▸ Задания:
(1) В какой книге, по словам отрывка, Лион Фейхтвангер поверил сталинским процессам над вчерашними вождями партии?
(2) Перепишите из отрывка дословно всё, начиная со слов «Ответ удовлетворил Фейхтвангера.» и вплоть до слов «достижения Светлой Цели.».

Докеров и их руководителя «малютку Леви», выступивших против проводимой Рубашовым политики Первого, ждала кара.

«Через три дня шестеро Комитетчиков были официально исключены из Партии, а в партийной газете появилась статья, разоблачавшая агента-провокатора Леви. Еще через три дня он повесился».

Мы видим, как Рубашов готовил свой собственный конец. Но любопытно другое: ослепление мирового общественного мнения. В своей книге «Москва 1937» писатель-антифашист Лион Фейхтвангер поверил страшным сталинским процессам над вчерашними вождями партии, удивившись только, как могли вчерашние соратники стать предателями. Улыбнувшись в усы, Сталин напомнил писателю миф об Иуде, предавшем, своего Учителя:

«Вы, евреи, – обратился он ко мне, – создали бессмертную легенду, легенду о Иуде»[16].

Ответ удовлетворил Фейхтвангера. Заметим: в этой связи странную особенность тех лет, так чувствующуюся в романе Кёстлера: сакрализацию политической жизни в официально атеистическом движении. Мысли Рубашова о распятии и расплате, слова Сталина о массовом явлении «синдрома Иуды»… Но это сакрализация наизнанку – христианский миф был травестирован и извращен, ибо Иудами, по сути дела, были те, что обвиняли в предательстве других. Вместе с тем не случайно, что Рубашова ждет расплата за предательство. Но не за то, в котором его заставят признаться. Он предавал доверившихся ему людей (Рихарда, малютку Леви, любимую женщину), полагая, что все средства допустимы ради достижения Светлой Цели.

[Записи из набора данных]
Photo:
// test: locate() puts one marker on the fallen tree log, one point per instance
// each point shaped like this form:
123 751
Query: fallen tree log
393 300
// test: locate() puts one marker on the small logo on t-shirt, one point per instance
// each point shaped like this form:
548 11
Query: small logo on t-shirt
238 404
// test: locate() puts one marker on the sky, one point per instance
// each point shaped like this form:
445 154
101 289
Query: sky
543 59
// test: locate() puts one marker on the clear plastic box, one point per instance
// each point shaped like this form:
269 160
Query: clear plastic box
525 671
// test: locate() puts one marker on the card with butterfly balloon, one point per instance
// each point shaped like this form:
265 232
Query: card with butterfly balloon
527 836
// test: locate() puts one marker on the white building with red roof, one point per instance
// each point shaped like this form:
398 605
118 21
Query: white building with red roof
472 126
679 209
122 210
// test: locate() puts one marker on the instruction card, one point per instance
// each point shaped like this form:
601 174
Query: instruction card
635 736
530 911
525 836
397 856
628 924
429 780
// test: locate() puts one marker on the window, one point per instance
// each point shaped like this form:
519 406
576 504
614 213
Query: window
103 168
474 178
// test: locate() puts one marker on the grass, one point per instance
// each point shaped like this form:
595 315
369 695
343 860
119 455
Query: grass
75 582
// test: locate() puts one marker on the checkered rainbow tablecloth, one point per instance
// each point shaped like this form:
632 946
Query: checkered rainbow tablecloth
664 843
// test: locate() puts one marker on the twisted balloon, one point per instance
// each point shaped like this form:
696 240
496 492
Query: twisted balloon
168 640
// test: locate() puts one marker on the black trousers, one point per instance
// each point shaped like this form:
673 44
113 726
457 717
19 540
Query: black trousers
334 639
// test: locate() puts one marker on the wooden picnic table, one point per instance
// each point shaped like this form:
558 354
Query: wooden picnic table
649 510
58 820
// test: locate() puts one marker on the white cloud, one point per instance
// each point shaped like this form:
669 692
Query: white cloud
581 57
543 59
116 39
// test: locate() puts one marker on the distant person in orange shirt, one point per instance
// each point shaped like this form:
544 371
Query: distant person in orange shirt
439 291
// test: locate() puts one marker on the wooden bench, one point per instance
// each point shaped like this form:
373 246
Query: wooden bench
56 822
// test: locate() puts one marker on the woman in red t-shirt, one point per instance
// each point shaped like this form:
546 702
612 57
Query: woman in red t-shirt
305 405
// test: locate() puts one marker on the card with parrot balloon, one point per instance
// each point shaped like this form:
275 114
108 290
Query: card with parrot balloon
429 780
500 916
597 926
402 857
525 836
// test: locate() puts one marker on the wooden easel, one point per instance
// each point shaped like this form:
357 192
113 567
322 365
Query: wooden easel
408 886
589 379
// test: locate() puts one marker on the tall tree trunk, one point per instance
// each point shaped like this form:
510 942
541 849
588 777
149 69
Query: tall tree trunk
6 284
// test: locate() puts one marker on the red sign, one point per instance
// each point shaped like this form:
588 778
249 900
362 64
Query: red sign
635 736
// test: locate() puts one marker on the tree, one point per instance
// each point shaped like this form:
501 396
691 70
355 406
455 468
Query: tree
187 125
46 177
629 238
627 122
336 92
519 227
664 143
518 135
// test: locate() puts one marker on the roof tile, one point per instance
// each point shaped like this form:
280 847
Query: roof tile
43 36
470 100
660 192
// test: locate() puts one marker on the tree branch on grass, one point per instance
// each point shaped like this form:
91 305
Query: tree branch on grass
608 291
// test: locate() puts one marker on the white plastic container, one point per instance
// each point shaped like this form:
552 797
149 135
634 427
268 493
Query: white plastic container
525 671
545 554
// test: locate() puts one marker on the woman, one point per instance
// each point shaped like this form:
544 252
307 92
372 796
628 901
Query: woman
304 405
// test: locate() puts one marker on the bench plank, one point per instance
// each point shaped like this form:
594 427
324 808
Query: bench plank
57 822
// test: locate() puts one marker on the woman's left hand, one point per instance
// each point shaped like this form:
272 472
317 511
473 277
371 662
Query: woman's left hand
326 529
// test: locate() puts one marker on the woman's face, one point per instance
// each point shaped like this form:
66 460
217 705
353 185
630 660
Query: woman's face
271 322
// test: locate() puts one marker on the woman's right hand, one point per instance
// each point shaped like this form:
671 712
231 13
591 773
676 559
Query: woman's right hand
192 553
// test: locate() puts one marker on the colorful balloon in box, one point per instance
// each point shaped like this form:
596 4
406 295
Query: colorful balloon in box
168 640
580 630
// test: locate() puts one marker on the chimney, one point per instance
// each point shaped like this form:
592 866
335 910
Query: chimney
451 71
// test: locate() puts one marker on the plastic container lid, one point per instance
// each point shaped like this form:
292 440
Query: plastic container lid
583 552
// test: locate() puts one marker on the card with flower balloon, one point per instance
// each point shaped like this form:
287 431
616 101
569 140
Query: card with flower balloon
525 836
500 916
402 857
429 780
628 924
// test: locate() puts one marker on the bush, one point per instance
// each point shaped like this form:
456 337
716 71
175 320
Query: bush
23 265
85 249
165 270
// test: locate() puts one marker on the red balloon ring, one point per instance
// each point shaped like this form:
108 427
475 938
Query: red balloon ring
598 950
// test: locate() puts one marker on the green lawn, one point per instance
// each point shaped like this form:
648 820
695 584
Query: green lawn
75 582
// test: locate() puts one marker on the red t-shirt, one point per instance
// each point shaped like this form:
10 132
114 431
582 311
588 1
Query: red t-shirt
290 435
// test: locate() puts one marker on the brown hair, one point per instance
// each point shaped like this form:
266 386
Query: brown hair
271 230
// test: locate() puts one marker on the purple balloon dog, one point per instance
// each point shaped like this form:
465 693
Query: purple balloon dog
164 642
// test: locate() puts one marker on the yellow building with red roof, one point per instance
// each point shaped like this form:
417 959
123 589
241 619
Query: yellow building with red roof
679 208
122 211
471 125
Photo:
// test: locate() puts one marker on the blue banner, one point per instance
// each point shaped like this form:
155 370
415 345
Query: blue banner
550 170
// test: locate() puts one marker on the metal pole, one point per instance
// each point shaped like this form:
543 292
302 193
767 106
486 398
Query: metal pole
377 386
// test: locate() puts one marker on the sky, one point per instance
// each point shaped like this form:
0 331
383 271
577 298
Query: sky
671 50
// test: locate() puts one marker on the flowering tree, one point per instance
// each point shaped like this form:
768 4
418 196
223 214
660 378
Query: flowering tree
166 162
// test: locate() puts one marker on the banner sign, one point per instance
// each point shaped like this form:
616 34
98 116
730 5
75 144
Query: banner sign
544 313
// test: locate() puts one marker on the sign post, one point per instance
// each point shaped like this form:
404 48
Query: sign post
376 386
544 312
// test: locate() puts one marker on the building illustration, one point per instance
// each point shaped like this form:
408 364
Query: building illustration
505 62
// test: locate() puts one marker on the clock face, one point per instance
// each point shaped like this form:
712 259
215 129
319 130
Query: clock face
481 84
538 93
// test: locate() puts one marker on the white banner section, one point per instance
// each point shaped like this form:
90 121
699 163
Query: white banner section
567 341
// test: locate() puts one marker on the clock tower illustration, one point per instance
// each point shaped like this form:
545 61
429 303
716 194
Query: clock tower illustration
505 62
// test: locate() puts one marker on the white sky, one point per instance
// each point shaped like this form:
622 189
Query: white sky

▸ Ответы по заданиям:
(1) В книге «Москва 1937».

(2)
Ответ удовлетворил Фейхтвангера. Заметим: в этой связи странную особенность тех лет, так чувствующуюся в романе Кёстлера: сакрализацию политической жизни в официально атеистическом движении. Мысли Рубашова о распятии и расплате, слова Сталина о массовом явлении «синдрома Иуды»… Но это сакрализация наизнанку – христианский миф был травестирован и извращен, ибо Иудами, по сути дела, были те, что обвиняли в предательстве других. Вместе с тем не случайно, что Рубашова ждет расплата за предательство. Но не за то, в котором его заставят признаться. Он предавал доверившихся ему людей (Рихарда, малютку Леви, любимую женщину), полагая, что все средства допустимы ради достижения Светлой Цели.